▸ **What this task involves**: Count the lines in the records below that contain the string "brown", treating uppercase and lowercase as different, and reply with only that number.

▸ **Records provided**:
— begin —

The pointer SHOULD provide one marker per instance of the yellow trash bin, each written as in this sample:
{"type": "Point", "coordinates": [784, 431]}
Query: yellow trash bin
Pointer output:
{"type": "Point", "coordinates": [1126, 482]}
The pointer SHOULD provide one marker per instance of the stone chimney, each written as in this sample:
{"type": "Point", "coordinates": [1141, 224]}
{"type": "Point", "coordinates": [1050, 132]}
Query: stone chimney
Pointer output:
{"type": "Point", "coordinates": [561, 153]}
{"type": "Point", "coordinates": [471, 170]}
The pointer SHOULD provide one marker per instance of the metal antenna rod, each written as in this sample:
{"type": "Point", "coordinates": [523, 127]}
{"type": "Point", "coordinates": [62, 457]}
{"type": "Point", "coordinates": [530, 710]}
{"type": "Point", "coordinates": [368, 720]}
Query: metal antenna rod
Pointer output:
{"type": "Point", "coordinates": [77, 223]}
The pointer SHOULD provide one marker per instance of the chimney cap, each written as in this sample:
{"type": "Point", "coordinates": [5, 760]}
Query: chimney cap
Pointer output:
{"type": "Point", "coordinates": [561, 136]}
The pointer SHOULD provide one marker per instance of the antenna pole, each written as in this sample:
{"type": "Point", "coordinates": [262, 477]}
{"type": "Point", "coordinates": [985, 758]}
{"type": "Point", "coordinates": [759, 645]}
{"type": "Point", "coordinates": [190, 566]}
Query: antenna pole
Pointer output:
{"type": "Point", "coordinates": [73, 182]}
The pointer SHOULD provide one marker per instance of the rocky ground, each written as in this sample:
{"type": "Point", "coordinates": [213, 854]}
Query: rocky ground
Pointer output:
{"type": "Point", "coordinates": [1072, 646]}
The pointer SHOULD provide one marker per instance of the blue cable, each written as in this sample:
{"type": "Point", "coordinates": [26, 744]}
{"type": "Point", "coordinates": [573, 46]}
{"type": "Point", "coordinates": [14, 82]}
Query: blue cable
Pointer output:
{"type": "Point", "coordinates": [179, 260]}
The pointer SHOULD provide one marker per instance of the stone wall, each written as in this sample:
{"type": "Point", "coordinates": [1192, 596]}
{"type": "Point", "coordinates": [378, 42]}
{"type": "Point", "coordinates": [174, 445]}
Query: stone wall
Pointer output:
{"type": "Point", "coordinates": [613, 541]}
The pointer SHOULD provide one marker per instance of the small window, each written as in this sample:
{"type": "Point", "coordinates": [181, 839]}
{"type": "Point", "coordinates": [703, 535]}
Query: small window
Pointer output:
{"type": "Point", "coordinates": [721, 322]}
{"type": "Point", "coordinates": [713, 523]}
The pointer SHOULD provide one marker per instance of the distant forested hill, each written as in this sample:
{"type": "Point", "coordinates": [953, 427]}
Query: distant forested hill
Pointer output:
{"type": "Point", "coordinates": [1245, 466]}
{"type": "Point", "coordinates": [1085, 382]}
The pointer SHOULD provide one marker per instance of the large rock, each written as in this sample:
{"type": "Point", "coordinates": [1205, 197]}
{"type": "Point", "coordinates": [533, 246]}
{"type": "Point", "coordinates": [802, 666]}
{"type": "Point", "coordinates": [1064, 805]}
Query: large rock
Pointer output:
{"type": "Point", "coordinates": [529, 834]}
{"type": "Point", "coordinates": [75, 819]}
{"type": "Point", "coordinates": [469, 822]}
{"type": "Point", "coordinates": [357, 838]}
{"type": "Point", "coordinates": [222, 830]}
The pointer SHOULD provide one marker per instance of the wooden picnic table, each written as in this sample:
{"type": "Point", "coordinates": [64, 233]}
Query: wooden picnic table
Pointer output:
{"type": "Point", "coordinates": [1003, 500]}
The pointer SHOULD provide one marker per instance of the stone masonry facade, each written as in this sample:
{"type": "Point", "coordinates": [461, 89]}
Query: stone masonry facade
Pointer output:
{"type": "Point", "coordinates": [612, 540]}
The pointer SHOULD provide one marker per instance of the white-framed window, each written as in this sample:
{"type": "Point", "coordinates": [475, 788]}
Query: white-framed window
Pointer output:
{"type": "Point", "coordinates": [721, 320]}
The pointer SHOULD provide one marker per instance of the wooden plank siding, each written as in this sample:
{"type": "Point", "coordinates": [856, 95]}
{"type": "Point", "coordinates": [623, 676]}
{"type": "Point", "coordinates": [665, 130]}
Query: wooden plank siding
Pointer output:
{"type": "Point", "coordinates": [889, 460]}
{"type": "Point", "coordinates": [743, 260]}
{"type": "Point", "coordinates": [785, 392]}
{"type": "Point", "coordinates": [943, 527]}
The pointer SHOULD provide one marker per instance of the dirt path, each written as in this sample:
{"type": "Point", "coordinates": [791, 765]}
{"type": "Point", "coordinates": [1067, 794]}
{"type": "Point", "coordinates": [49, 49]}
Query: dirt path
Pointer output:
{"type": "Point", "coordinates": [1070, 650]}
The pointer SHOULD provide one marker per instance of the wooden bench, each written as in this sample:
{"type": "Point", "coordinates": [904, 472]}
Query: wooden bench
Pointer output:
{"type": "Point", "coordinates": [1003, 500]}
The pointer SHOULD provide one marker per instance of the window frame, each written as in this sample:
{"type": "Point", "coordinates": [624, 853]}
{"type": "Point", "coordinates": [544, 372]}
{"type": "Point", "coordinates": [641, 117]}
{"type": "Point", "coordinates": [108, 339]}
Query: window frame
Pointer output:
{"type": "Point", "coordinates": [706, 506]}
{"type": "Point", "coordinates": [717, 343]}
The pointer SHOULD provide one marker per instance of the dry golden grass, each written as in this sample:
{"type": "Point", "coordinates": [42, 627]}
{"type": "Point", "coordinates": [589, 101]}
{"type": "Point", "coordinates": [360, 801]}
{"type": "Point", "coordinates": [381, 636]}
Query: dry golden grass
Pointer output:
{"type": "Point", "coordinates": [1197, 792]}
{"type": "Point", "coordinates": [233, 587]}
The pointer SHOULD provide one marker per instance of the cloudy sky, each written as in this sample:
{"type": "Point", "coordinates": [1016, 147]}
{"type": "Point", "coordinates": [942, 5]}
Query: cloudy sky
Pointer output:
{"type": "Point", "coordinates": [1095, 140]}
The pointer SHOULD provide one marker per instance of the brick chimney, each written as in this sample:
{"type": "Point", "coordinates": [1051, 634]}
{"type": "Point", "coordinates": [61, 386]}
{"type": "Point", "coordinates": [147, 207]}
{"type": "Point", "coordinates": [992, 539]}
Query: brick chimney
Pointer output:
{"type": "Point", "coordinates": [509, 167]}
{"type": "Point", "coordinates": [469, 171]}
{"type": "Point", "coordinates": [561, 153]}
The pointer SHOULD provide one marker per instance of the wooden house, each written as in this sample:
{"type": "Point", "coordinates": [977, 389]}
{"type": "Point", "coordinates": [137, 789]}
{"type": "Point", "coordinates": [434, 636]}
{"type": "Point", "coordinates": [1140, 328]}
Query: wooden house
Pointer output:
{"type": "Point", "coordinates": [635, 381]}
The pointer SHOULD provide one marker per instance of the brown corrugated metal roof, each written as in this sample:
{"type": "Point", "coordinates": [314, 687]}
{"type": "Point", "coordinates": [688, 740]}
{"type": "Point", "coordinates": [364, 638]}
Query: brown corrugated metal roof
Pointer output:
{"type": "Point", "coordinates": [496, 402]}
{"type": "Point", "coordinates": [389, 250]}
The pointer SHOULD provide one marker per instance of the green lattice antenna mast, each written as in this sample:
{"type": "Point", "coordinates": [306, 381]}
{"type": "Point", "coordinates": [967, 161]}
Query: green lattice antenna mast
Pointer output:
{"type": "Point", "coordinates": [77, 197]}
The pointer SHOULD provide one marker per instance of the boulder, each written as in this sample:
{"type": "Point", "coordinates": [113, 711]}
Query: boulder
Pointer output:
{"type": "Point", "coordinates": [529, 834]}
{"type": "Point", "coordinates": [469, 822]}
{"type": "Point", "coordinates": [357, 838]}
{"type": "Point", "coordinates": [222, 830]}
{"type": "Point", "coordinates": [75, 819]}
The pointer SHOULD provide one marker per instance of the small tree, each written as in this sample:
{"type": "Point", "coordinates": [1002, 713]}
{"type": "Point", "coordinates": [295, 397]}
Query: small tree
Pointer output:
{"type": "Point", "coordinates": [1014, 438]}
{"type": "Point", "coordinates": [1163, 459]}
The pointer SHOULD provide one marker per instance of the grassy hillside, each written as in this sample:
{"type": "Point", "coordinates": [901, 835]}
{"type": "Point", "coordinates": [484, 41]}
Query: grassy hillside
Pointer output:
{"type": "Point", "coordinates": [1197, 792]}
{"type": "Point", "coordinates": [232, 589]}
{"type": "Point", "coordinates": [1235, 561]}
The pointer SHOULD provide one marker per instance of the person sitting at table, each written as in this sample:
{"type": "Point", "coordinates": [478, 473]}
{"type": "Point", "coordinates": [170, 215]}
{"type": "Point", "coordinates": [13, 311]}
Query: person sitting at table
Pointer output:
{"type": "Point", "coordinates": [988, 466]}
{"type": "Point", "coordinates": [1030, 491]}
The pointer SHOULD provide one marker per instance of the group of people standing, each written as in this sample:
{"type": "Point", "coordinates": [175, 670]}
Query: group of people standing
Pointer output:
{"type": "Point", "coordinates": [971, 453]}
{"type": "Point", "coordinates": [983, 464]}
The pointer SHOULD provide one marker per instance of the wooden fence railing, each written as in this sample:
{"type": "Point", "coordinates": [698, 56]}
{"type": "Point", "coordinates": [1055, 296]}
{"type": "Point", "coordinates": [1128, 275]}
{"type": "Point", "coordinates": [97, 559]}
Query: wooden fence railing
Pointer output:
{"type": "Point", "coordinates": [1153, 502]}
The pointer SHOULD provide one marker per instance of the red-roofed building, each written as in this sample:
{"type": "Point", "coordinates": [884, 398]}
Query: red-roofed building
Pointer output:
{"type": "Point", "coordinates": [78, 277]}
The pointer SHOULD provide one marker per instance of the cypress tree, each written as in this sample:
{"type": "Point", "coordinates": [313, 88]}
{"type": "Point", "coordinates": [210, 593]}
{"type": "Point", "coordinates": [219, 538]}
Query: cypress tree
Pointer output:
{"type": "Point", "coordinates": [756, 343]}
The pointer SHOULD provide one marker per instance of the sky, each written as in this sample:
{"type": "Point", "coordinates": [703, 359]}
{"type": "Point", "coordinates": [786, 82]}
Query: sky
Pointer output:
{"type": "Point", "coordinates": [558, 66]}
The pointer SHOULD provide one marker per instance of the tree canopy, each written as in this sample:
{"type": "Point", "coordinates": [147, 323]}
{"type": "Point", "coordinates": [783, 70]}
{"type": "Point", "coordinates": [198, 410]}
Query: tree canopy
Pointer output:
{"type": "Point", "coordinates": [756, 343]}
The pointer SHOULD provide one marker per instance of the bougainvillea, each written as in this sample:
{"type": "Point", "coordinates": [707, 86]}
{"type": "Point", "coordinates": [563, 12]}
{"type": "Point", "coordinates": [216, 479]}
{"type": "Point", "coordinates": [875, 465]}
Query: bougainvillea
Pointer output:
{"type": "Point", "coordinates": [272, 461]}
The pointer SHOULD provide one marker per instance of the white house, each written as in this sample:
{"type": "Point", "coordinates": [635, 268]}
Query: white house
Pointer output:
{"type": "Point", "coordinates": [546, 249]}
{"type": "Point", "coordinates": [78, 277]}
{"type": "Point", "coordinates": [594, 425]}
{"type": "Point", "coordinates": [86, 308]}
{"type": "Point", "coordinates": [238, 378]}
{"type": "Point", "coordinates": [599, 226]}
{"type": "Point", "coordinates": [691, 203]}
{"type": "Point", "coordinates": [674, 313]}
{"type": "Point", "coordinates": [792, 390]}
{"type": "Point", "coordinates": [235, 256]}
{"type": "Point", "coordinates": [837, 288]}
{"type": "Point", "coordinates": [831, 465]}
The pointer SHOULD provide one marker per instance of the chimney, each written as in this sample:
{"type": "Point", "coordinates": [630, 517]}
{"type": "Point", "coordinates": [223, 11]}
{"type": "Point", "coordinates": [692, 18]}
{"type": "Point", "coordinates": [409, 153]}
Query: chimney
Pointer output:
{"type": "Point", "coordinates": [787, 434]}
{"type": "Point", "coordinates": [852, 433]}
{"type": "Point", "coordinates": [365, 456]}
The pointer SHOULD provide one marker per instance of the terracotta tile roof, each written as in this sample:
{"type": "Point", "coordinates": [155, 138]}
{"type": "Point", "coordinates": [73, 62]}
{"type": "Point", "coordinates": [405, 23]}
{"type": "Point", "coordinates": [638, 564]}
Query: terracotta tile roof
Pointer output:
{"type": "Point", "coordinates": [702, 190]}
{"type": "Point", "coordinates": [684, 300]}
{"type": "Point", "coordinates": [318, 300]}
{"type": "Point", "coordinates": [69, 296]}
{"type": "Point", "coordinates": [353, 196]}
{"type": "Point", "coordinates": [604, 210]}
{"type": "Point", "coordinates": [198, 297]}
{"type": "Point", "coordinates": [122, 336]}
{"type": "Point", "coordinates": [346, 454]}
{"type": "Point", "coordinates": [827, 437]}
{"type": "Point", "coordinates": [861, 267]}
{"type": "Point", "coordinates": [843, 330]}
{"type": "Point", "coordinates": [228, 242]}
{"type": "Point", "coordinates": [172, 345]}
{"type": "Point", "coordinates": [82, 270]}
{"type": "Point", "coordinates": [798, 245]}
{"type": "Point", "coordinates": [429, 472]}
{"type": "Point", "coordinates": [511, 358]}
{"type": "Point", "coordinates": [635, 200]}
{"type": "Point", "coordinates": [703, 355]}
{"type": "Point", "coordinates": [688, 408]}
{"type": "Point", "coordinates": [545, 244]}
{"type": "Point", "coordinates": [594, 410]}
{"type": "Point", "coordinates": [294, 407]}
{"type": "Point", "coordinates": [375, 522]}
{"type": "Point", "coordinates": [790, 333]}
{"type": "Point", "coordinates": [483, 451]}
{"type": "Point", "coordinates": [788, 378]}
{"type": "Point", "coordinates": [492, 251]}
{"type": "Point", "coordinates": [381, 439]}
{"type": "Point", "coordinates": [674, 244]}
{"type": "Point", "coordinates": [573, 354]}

— end —

▸ **Output for this task**: 2